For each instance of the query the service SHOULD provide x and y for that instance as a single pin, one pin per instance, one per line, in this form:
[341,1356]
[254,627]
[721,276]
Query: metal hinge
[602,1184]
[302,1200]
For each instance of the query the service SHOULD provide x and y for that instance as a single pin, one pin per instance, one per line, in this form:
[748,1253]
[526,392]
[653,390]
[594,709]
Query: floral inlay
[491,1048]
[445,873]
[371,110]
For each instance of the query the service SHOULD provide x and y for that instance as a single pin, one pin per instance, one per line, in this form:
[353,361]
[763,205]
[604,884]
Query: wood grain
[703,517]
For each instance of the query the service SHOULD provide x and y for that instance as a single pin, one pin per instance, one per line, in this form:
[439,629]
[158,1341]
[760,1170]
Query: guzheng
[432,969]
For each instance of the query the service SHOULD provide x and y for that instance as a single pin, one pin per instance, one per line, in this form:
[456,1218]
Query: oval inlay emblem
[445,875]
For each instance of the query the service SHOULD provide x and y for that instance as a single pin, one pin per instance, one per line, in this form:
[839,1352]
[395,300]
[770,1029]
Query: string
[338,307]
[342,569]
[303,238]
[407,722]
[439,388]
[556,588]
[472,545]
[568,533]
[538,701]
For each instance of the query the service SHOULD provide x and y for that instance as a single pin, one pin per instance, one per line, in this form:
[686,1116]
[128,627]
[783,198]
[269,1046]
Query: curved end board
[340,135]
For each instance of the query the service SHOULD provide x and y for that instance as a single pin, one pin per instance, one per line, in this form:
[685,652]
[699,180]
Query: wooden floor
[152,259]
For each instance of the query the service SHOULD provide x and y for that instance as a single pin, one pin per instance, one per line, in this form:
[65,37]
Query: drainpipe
:::
Your task
In full and exactly, transcribe the material above.

Completed task
For each instance of the query the service SHOULD provide x and y for that instance as a single pin, one pin per instance, one per line, in this form:
[341,1356]
[254,627]
[721,276]
Query: metal hinge
[602,1184]
[302,1200]
For each instance of the query the service SHOULD provide x and y for that instance as a single pin, one pin per instance, one per line, in this form:
[748,1253]
[526,392]
[653,390]
[594,709]
Query: floral inlay
[491,1048]
[445,873]
[371,110]
For each instance of the query the service SHOULD provide x and y for that instance as a single pin, one pin per instance, one per line, in this form:
[353,361]
[763,205]
[604,884]
Query: wood grain
[703,517]
For each instance of the query the service SHOULD provide x and y for that instance as a single pin, one pin per instance, one per line, in this form:
[439,629]
[158,1341]
[760,1170]
Query: guzheng
[432,969]
For each instance of the query the service SHOULD provide x and y for that instance as a single pin, one pin per instance, one per line, in this form:
[456,1218]
Query: oval inlay emblem
[445,875]
For each instance of the query the service SHOULD provide x and y for that instance as a single pin, one pin per instance, one per line, in this form:
[839,1352]
[395,300]
[770,1029]
Query: string
[338,307]
[342,569]
[303,238]
[407,722]
[439,388]
[556,588]
[472,545]
[568,533]
[538,701]
For each instance of the query the service SHOULD provide x and y for that instance as a single pin, one pin per instance, one per line, in this form:
[686,1116]
[128,627]
[783,198]
[269,1046]
Query: curved end board
[340,135]
For each instance of the query the service SHOULD provide x and y for that instance as a single pin, one pin per instance, one per line, in this form:
[685,652]
[699,180]
Query: wooden floor
[152,259]
For each instance of the query the service SHOULD provide x and y for that instance as a single pin, one pin per instance, one per line, in this form:
[65,37]
Query: drainpipe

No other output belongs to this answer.